• Directions for this task
Repeat the passage on the fresh inquest ruling from "Giving the judgment" to "the ‘substantial truth’.", word for word.

• Quoted passage
============================================================

Here, new evidence had become available since the original inquest. An Independent Case Examiner had considered the DWP’s actions and found there to have been significant failings in their handling of Jodey’s case. And  a psychiatrist had provided a report saying that there was a causal link between the DWP’s actions and Jodey’s state of mind immediately before her death.

The Divisional Court (which included the Chief Coroner) rejected the family’s claim. However, the Court of Appeal agreed with the family in part on their first ground of appeal and decided that a fresh inquest was indeed needed to look – in particular – into the causes of the deterioration of her mental health.

The CA found that there had been no evidence at the first inquest – other than the assertions of family members – to link Jodey’s death to the stopping of her benefits. That had now changed with the introduction of the psychiatric report. As a result, they found, it would be open to a coroner at a fresh inquest to find that the withdrawal of benefits contributed to a deterioration in Jodey’s mental health and, if so, to mention that in the record of the inquest. For example: “the deceased took her own life as a result of a deterioration in her mental state exacerbated by the abrupt cessation of her ESA on 7 February 2017 by the DWP”.

On the other hand, although the CA thought that the ICE report might well help in providing the background to Jodey’s suicide, they did not think it likely that the coroner would need to consider the specifics of individual errors and breaches of policy in the DWP, which would probably be outside the remit of the fresh inquest.

Giving the judgment of the court, Whipple LJ said: “I think it is in the interests of justice that [Jodey’s] family should have the opportunity to invite a coroner to make a finding of fact that the Department’s actions contributed to her deteriorating mental health and… to include reference to that finding in the conclusion on how Jodey came by her death”.

Her reasons?

(i) The issue was of real significance to her family – “it is reasonable for them to press for that matter to be investigated as part of the inquest… this is part of determining the ‘substantial truth’.

============================================================

Stored data:
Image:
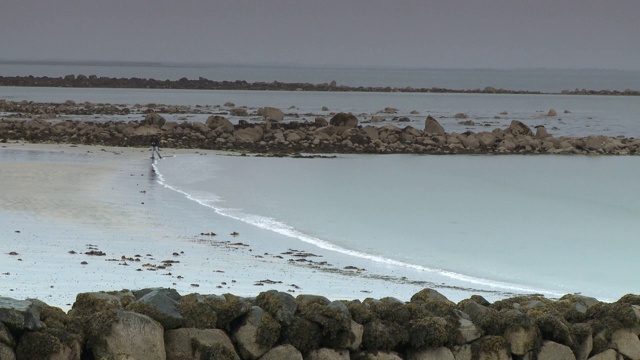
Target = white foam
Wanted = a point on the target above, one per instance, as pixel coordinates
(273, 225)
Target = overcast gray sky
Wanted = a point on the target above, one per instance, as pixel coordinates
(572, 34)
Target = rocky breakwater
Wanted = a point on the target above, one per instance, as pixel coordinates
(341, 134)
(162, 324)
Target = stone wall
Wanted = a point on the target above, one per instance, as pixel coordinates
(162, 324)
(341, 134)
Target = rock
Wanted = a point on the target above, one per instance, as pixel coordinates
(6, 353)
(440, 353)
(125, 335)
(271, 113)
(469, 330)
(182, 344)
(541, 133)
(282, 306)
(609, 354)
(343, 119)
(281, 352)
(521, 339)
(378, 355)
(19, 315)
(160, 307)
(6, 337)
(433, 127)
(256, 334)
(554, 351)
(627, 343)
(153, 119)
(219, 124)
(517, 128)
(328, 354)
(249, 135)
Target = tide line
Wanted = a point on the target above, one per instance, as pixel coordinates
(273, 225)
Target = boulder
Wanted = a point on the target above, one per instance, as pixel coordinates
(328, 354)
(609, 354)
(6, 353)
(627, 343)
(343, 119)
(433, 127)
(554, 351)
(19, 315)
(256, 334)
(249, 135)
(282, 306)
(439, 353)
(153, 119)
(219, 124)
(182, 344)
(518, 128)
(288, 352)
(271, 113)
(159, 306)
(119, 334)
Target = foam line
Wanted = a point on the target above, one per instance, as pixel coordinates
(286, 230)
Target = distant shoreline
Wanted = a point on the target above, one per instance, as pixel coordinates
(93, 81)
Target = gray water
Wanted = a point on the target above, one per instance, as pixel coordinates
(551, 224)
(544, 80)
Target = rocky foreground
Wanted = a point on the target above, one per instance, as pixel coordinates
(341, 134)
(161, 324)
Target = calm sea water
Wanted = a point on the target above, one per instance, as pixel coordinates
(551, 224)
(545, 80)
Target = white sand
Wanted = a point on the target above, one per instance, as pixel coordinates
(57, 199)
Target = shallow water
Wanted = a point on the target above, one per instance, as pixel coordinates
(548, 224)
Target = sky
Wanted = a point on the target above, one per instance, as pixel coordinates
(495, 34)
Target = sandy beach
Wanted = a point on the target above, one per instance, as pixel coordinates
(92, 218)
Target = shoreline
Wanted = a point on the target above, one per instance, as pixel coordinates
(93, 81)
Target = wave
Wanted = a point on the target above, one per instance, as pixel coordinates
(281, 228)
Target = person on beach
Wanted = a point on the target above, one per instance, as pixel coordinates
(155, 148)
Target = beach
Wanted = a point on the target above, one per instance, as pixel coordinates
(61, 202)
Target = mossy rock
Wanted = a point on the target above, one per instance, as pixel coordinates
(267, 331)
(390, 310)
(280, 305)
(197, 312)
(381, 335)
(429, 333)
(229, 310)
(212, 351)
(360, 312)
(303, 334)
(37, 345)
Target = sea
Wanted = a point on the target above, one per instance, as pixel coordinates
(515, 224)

============================================================

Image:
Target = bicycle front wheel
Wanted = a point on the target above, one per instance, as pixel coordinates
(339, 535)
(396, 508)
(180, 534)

============================================================

• Response to the exercise
Giving the judgment of the court, Whipple LJ said: “I think it is in the interests of justice that [Jodey’s] family should have the opportunity to invite a coroner to make a finding of fact that the Department’s actions contributed to her deteriorating mental health and… to include reference to that finding in the conclusion on how Jodey came by her death”.

Her reasons?

(i) The issue was of real significance to her family – “it is reasonable for them to press for that matter to be investigated as part of the inquest… this is part of determining the ‘substantial truth’.